===== Aufgezeichnete Daten
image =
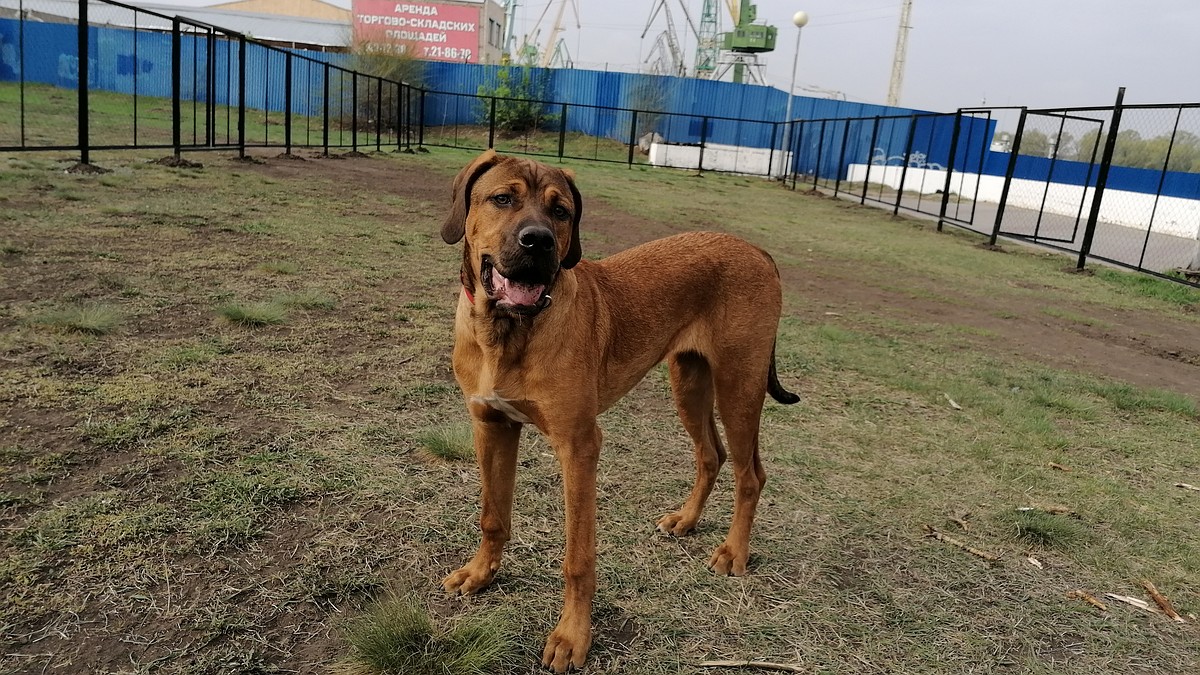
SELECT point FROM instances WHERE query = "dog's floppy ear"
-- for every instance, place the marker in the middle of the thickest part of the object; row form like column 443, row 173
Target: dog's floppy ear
column 575, row 251
column 455, row 225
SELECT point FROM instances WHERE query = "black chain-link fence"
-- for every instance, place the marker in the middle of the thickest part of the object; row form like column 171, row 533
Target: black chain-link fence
column 1120, row 184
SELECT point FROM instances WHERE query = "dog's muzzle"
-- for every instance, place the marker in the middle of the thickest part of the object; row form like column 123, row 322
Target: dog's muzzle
column 521, row 294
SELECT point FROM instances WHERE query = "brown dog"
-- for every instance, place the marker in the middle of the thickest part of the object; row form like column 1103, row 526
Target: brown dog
column 546, row 339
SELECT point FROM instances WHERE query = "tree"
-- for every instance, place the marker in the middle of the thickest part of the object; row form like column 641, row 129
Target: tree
column 1035, row 143
column 520, row 101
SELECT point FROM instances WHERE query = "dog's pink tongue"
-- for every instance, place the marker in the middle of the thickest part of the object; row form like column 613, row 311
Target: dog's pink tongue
column 516, row 293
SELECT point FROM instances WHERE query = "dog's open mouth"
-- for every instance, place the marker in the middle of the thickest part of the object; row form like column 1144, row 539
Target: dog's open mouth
column 521, row 294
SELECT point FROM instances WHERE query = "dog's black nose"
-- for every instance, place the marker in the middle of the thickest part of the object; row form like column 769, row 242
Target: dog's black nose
column 537, row 237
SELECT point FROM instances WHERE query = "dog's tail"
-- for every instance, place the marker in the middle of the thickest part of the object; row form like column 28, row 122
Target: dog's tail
column 774, row 388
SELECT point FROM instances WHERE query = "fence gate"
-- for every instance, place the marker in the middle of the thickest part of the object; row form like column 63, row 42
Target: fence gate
column 1051, row 169
column 969, row 150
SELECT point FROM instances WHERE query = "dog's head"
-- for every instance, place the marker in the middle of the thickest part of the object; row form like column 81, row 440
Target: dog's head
column 521, row 220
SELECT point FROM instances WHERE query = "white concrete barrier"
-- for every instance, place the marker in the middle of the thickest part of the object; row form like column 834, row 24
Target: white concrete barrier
column 1171, row 215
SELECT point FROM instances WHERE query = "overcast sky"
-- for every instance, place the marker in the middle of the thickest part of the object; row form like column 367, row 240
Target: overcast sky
column 961, row 53
column 1038, row 53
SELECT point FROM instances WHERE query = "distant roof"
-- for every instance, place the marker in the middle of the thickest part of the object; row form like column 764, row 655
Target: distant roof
column 274, row 28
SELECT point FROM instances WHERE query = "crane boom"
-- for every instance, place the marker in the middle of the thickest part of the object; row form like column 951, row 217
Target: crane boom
column 901, row 53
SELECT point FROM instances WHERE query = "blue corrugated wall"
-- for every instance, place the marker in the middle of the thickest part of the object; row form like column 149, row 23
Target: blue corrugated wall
column 594, row 100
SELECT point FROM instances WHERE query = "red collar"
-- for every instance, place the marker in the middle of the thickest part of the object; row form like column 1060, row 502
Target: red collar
column 471, row 297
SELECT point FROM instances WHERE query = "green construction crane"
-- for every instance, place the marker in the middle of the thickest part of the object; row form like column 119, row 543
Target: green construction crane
column 748, row 37
column 708, row 41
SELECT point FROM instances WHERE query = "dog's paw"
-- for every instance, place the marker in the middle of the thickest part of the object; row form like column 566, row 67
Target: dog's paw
column 568, row 645
column 677, row 524
column 729, row 560
column 468, row 579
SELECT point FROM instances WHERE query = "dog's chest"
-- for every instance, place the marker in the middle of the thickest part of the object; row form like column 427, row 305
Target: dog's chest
column 502, row 405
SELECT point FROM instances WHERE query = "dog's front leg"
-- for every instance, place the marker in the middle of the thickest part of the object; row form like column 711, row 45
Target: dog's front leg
column 496, row 448
column 579, row 455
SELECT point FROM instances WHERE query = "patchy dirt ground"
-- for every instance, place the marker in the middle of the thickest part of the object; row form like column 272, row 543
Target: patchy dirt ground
column 1135, row 346
column 184, row 495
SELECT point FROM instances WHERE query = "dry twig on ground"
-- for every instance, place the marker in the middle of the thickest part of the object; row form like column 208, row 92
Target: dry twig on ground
column 762, row 664
column 930, row 531
column 1162, row 602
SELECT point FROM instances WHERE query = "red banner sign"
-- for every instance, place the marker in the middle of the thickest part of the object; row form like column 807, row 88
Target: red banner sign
column 433, row 31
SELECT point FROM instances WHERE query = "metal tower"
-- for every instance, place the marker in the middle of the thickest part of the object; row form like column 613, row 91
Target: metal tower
column 901, row 52
column 708, row 40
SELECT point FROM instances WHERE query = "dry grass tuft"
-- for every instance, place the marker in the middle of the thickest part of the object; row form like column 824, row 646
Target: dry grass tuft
column 397, row 637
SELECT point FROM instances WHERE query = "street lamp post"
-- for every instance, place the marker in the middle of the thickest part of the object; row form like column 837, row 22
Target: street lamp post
column 801, row 19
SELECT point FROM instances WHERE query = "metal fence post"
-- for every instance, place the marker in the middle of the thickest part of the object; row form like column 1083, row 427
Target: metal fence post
column 816, row 169
column 562, row 132
column 907, row 155
column 949, row 168
column 400, row 115
column 354, row 111
column 241, row 96
column 796, row 142
column 210, row 84
column 287, row 102
column 841, row 157
column 870, row 157
column 378, row 114
column 177, row 84
column 21, row 60
column 420, row 123
column 771, row 154
column 633, row 138
column 491, row 124
column 82, row 72
column 324, row 115
column 1008, row 178
column 1102, row 180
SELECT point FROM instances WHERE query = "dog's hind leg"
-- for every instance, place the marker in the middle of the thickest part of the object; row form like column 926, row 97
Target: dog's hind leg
column 691, row 382
column 741, row 405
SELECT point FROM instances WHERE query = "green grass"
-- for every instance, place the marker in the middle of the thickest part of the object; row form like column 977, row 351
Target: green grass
column 280, row 267
column 1045, row 530
column 249, row 494
column 88, row 320
column 255, row 315
column 450, row 443
column 307, row 299
column 1144, row 286
column 397, row 637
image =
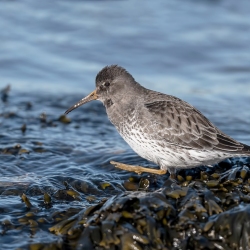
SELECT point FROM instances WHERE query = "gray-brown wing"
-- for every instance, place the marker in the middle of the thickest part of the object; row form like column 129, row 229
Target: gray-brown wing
column 181, row 124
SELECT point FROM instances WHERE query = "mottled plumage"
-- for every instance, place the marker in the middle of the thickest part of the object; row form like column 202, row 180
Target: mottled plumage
column 159, row 127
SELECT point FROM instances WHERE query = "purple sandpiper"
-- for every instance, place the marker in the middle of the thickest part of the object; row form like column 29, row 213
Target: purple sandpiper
column 160, row 128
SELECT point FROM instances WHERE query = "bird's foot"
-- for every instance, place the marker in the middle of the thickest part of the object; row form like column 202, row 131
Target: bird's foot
column 138, row 169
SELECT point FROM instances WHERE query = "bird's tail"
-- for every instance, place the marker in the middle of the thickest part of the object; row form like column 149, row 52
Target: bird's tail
column 246, row 149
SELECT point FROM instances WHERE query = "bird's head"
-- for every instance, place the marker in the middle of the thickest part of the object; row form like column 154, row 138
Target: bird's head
column 112, row 83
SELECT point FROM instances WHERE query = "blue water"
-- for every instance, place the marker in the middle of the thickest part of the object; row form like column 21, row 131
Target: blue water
column 51, row 51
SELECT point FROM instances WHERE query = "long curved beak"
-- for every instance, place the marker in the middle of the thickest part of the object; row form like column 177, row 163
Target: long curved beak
column 92, row 96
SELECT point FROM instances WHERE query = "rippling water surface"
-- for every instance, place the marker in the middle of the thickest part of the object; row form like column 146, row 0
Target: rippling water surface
column 50, row 54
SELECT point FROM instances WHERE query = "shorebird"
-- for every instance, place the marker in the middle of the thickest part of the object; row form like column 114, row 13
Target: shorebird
column 160, row 128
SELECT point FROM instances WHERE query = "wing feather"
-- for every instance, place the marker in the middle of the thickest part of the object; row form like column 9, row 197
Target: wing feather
column 185, row 126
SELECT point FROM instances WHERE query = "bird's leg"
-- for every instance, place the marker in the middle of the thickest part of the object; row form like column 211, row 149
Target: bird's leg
column 138, row 169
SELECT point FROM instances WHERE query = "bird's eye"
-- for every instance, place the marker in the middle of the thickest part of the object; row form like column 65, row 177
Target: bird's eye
column 106, row 84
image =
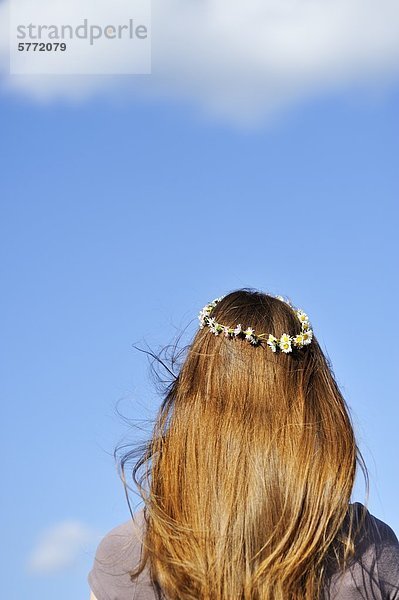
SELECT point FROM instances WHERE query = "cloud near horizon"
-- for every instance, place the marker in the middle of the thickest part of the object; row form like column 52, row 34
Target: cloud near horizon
column 60, row 547
column 242, row 61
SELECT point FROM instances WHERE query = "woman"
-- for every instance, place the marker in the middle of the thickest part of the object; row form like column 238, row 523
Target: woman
column 249, row 474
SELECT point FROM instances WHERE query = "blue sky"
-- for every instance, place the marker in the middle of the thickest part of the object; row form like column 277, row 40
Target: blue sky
column 119, row 221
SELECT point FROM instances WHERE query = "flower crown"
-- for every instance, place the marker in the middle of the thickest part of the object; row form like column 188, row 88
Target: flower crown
column 283, row 343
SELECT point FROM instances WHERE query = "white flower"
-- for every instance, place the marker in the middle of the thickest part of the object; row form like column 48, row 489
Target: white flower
column 285, row 343
column 249, row 333
column 298, row 340
column 272, row 342
column 302, row 316
column 238, row 329
column 307, row 337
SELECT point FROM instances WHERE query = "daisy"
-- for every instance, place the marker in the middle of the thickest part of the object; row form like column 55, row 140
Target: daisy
column 238, row 329
column 272, row 342
column 302, row 316
column 249, row 333
column 285, row 343
column 307, row 337
column 298, row 340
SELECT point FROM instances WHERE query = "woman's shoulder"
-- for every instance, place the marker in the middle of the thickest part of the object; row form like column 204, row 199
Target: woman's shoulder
column 117, row 553
column 375, row 568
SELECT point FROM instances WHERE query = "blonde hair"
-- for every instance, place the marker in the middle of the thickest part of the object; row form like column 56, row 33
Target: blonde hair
column 250, row 468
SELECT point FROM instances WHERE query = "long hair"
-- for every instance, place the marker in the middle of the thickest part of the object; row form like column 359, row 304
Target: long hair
column 250, row 467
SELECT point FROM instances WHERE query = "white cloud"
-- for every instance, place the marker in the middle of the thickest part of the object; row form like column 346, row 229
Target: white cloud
column 59, row 547
column 246, row 60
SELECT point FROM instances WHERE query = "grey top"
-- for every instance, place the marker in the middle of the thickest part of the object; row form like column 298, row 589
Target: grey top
column 373, row 576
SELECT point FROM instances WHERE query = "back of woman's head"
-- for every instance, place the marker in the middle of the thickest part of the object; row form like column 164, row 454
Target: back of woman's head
column 251, row 465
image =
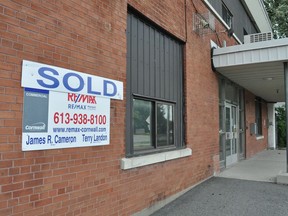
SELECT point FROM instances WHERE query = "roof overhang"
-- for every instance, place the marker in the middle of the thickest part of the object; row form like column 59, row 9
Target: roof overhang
column 258, row 67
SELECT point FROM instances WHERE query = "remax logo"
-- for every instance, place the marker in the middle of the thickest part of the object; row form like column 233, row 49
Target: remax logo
column 80, row 98
column 39, row 126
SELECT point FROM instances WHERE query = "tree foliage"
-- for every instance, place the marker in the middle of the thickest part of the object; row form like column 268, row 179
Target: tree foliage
column 281, row 126
column 278, row 14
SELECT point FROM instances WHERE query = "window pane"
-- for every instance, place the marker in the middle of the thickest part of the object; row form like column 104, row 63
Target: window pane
column 142, row 118
column 165, row 125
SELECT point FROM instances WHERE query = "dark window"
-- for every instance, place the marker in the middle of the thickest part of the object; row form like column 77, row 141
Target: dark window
column 154, row 89
column 227, row 15
column 258, row 116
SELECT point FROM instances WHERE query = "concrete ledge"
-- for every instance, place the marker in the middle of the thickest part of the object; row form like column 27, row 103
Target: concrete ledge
column 282, row 178
column 130, row 163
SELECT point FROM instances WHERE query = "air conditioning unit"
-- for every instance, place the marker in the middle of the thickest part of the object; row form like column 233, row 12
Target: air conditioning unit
column 203, row 23
column 259, row 37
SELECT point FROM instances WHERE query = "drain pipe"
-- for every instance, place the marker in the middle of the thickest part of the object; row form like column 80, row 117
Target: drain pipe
column 286, row 111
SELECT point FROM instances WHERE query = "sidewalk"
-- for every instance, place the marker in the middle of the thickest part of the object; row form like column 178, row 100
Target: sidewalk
column 245, row 189
column 264, row 166
column 230, row 197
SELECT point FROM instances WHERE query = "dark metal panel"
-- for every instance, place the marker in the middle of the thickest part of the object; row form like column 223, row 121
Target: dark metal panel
column 134, row 53
column 152, row 65
column 129, row 148
column 146, row 68
column 162, row 68
column 157, row 63
column 140, row 58
column 154, row 70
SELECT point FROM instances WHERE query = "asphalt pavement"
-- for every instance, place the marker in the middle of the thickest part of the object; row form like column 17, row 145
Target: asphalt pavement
column 230, row 197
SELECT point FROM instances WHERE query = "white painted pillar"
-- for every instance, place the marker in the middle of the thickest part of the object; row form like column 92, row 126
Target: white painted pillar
column 272, row 126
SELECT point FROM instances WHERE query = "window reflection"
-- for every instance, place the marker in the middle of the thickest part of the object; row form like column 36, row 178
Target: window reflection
column 142, row 137
column 165, row 128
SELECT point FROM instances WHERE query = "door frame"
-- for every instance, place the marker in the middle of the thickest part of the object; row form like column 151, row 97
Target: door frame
column 234, row 133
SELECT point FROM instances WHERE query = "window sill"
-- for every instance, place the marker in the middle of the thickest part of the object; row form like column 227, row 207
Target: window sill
column 130, row 163
column 259, row 137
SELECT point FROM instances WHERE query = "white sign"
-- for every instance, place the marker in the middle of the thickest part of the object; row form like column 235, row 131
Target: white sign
column 41, row 76
column 53, row 120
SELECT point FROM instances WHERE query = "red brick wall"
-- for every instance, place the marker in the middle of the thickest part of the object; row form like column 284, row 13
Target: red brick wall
column 89, row 36
column 253, row 145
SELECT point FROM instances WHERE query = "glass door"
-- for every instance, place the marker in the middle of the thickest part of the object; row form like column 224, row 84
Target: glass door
column 231, row 134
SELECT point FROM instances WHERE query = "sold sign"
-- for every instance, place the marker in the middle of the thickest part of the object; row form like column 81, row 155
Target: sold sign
column 47, row 77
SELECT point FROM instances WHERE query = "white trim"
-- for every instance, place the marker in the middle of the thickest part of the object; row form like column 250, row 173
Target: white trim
column 259, row 14
column 130, row 163
column 259, row 137
column 220, row 19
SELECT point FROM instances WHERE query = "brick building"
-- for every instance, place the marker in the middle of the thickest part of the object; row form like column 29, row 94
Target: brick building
column 177, row 124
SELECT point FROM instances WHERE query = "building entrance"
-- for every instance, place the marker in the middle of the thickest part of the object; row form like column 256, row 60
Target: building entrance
column 231, row 123
column 231, row 134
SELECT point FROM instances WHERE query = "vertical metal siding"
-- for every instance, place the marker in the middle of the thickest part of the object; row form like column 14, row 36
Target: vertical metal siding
column 154, row 69
column 152, row 60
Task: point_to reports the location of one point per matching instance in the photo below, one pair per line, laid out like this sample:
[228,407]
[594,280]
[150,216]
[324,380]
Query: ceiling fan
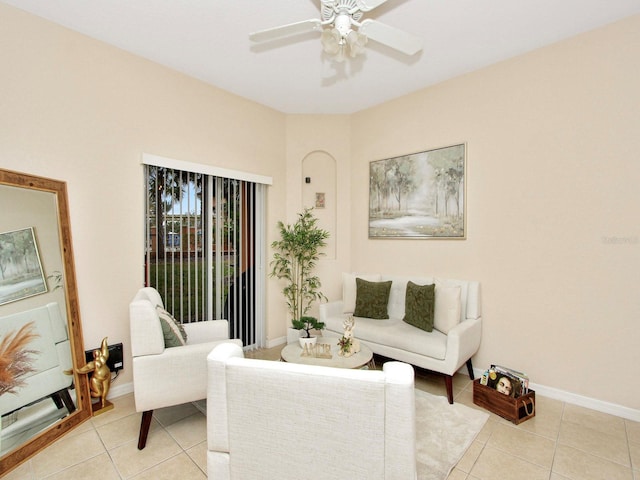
==========
Aufgabenstellung:
Wandle nur den Teil der Aufzeichnungen, der am Anfang beginnt und mit der Zeile endet, die „column 455, row 225“ enthält, einschließlich dieser Zeile in eine JSON-Liste von Zeichenketten um. Jede Zeile wird ein Eintrag, Leerzeilen entfallen, und die Bilder lässt du in der Antwort weg.

Lösung:
[
  "image =",
  "SELECT point FROM instances WHERE query = \"dog's floppy ear\"",
  "-- for every instance, place the marker in the middle of the thickest part of the object; row form like column 443, row 173",
  "Target: dog's floppy ear",
  "column 575, row 251",
  "column 455, row 225"
]